##### Trecho fornecido
Livro "Fúria Santa" radiografa Cacilda Becker

VALMIR SANTOS
da Folha de S. Paulo

Gerações que nunca viram, mas sempre ouviram falar de Cacilda Becker (1921-69) ganham a primeira biografia de fôlego do mito do teatro brasileiro.

A mulher e a atriz são superpostas em "Cacilda Becker -°Fúria Santa", de Luís André do Prado. O livro da Geração Editorial será lançado no próximo dia 22, no Teatro Brasileiro de Comédia (TBC), palco que a acolheu em cerca de 30 anos de carreira.

Foi no TBC, em 6 de maio de 1969, que Cacilda passou mal no intervalo de "Esperando Godot", de Samuel Beckett, montagem dirigida por Flávio Rangel. Contracenava, entre outros, com Walmor Chagas, de quem havia se separado há pouco.

"Fúria Santa" abre justamente com uma espécie de radiografia daquela tarde, uma matinê para estudantes secundaristas. "Estou tendo um derrame", dizia Cacilda Becker. Pedia analgésico para a forte dor de cabeça, mas não conseguiu retornar para o segundo ato. Aos 48 anos, a atriz deixou o teatro numa ambulância. Morreu após 39 dias de coma profundo.

"O Campos [administrador do TBC] entrou, pegou a Cacilda nos braços, e minha mãe saiu dali vestida de Estragon, aquela roupa toda rasgada do personagem, nos braços dele", recorda o filho Luiz Carlos Becker Fleury Martins, que estava no teatro. Trata-se de um dos depoimentos que perfazem cerca de 135 horas de fitas gravadas pelo autor.

"Esperando Godot" também surge emblematicamente no desfecho do livro. Entre a "espera" e a "chegada", estão 19 capítulos que moldam a biografada.
##########
##### Dados fornecidos
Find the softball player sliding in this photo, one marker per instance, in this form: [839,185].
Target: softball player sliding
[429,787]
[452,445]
##########
[O que fazer]
1. De acordo com o texto sobre a biografia de Cacilda Becker, quantas horas de fitas o autor gravou?
2. Escreva a continuação do texto sobre a biografia de Cacilda Becker, começando logo depois da última frase.
O material vem de outra fonte.

[Respostas esperadas]
1. Cerca de 135 horas.

2.
O jornalista mineiro Luís André do Prado afirma que cuidou para que o projeto não fosse apologético, dado o fascínio exercido pela figura de Cacilda. O autor nunca a viu em cena, tinha 14 anos quando ela morreu, mas a pesquisa o deixou tão impactado quanto os seus entrevistados.

Tal equilíbrio, diz Prado, foi alcançado ao conjugar a emoção stanislavskiana com o distanciamento brechtiano -referência a dois teóricos da interpretação, o russo Constantin Stanislavski e o alemão Bertolt Brecht.

"Espero ter conseguido apresentar um trabalho que traz elementos históricos para ajudar a compor a identidade artística e humana dessa personalidade tão marcante que foi Cacilda", afirma Prado, 47.

Das origens dos avós e bisavós (de ascendências alemã, italiana e grega), nos séculos 18 e 19, à mobilização da classe artística durante o regime militar, nos anos 60, "Fúria Santa" não perde a perspectiva histórica em sua narrativa de fundo. E isso é feito de forma cadenciada, sem tornar a leitura maçante, observa o autor.

A especialidade no resgate de histórias orais também o auxiliou na estruturação dessa empreitada. O livro descreve as dificuldades de sobrevivência da família de Cacilda, que nasceu em Pirassununga (SP) e passou parte da adolescência em Santos.

A mãe, a professora Alzira Becker, foi âncora para ela e as irmãs, Dirce e Cleyde Yáconnis -esta também trilhou a carreira e dá depoimento ao autor.

O pai, Edmundo Iáconnis (também se grafa com "i"), abandonou mulher e filhas, o que destinou à mais velha, Cacilda, o preenchimento da figura paterna, ela que cuidava das irmãs.

São abordadas a inclinação para a dança e a "descoberta", em Santos, aos 16 anos, pelo crítico Miroel Silveira, que a convenceu a viajar para o Rio e iniciar a carreira na arte da representação.

Em 1943, Cacilda integra o Grupo Universitário de Teatro, dirigido por Décio de Almeida Prado, que depois se tornaria o principal crítico do país.

A passagem pelo TBC, entre 1948 e 1957, representa um dos momentos mais efervescentes, para bem e para mal, se é que cabe a dicotomia. É nesse período que ela se separa do ator Tito Fleury, envolve-se com Adolfo Celi e conhece Walmor Chagas, com quem se casa, adota Maria Clara Becker e vem a criar a cia. Teatro Cacilda Becker (TBC), que tocou até o final da vida.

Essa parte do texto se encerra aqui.